Extract:
The sugar slogan is an old wartime advert, encouraging everyone to do their bit to conserve resources. I’m intrigued by the Green MP Caroline Lucas getting involved in an effort to find out if the way we lived during the wars can teach us how to live today.

I sort of understand her point when she says: “
It would be wrong to glamorise (glamourise, perhaps?) the second world war. But it would also be wrong to ignore the experiences and wisdom of those who lived through it.”
But it’s this sort of thing that makes it easy for other politicians and the press to portray the Greens as extremist dreamers. It’s a difficult message to get across to the public - war time living had benefits we should apply today. What’s that about conserving? You can’t hear what I’m saying over the noise of your X Box and the fact you’re on your second sack of Monster Munch?

One of the best ways we can help the environment and support our local economies is to shop local. Sadly, we’re human and love convenience. A brave soul recently had a letter published in the Nairnshire Telegraph (a black and white legend on a par with a Buster Keaton movie - and containing just as many thrills and laughs) expressing her appreciation of small independent shops and pointing out she wouldn’t care if the out of town Sainsbury’s didn’t come about.

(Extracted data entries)
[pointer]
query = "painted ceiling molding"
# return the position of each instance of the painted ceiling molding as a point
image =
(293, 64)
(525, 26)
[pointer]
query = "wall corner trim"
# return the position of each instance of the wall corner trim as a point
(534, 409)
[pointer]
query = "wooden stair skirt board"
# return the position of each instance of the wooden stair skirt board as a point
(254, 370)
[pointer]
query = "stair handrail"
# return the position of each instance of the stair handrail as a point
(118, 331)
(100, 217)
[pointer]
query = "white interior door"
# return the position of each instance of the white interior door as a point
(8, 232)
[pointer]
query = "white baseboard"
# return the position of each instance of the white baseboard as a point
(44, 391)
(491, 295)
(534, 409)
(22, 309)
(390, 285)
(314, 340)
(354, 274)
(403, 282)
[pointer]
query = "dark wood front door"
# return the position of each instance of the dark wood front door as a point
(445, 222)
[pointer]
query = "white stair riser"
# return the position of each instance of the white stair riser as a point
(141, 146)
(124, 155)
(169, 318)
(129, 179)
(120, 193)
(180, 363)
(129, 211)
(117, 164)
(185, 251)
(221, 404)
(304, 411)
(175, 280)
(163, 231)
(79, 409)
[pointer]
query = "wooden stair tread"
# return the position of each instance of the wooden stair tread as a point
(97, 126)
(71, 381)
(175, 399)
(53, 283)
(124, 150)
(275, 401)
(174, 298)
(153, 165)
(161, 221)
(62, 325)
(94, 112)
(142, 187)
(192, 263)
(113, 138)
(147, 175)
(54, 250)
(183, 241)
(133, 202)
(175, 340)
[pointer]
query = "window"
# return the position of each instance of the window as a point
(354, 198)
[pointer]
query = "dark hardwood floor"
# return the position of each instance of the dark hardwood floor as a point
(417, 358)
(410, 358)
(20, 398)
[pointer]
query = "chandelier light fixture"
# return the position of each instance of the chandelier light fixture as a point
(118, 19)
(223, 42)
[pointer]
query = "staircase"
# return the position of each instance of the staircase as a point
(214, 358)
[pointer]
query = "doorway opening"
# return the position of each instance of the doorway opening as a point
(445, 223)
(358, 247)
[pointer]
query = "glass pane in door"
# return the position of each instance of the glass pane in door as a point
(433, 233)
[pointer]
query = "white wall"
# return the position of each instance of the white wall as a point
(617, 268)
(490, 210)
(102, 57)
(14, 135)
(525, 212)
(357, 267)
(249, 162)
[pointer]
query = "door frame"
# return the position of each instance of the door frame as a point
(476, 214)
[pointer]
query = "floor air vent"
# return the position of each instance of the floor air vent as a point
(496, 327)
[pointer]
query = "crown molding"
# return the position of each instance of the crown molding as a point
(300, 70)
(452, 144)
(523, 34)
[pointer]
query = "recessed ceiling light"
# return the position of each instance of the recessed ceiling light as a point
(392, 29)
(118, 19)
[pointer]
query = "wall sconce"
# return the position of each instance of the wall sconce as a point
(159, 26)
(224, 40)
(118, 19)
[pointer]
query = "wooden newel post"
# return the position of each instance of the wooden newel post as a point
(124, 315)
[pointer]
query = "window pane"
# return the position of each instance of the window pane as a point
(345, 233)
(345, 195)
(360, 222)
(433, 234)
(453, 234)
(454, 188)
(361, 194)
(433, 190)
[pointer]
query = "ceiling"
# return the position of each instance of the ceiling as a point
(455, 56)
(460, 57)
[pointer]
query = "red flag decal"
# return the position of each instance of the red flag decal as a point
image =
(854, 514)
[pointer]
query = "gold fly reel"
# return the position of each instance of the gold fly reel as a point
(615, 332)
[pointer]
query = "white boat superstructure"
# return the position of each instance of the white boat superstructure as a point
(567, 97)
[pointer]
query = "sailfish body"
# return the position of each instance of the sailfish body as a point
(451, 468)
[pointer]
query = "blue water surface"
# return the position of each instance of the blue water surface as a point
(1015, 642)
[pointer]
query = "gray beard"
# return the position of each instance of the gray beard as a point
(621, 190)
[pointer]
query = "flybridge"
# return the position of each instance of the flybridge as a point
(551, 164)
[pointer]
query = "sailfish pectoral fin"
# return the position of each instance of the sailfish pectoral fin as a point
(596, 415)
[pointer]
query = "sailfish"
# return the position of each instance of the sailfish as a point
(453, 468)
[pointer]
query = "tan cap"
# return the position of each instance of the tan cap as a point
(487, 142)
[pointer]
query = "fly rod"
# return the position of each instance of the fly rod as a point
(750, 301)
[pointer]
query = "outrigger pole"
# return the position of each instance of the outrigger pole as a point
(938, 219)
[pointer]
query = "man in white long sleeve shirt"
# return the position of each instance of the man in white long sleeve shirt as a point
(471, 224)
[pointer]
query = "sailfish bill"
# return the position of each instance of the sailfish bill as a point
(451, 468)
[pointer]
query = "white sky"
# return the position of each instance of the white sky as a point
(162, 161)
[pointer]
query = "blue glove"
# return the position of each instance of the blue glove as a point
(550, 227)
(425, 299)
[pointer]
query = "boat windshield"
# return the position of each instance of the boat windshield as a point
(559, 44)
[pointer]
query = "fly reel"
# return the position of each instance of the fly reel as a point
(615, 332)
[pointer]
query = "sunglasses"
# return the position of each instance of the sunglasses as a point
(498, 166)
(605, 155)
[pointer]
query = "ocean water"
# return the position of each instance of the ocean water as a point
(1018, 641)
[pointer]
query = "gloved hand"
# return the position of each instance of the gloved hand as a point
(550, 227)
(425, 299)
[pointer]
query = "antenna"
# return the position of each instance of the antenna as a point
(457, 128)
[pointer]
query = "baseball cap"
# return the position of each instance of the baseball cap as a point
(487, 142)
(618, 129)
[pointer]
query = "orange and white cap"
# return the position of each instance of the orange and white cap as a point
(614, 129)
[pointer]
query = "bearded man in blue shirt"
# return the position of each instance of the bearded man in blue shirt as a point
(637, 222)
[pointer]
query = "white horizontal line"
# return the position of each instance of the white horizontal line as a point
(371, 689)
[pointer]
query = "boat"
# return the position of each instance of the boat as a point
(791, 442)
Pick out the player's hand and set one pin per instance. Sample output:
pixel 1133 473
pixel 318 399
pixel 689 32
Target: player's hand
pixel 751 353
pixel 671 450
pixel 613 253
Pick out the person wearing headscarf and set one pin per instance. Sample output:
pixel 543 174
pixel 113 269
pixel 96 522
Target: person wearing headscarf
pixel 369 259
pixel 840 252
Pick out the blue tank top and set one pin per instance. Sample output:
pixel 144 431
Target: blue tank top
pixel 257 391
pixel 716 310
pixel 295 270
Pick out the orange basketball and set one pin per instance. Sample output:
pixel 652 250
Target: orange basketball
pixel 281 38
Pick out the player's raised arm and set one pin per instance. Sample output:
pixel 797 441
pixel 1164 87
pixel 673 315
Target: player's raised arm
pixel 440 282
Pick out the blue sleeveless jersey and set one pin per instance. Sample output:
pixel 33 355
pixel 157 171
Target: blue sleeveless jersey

Direction: In the post about wartime living, what does the writer name as one of the best ways to help the environment and support local economies?

Solution to the problem: Shopping local.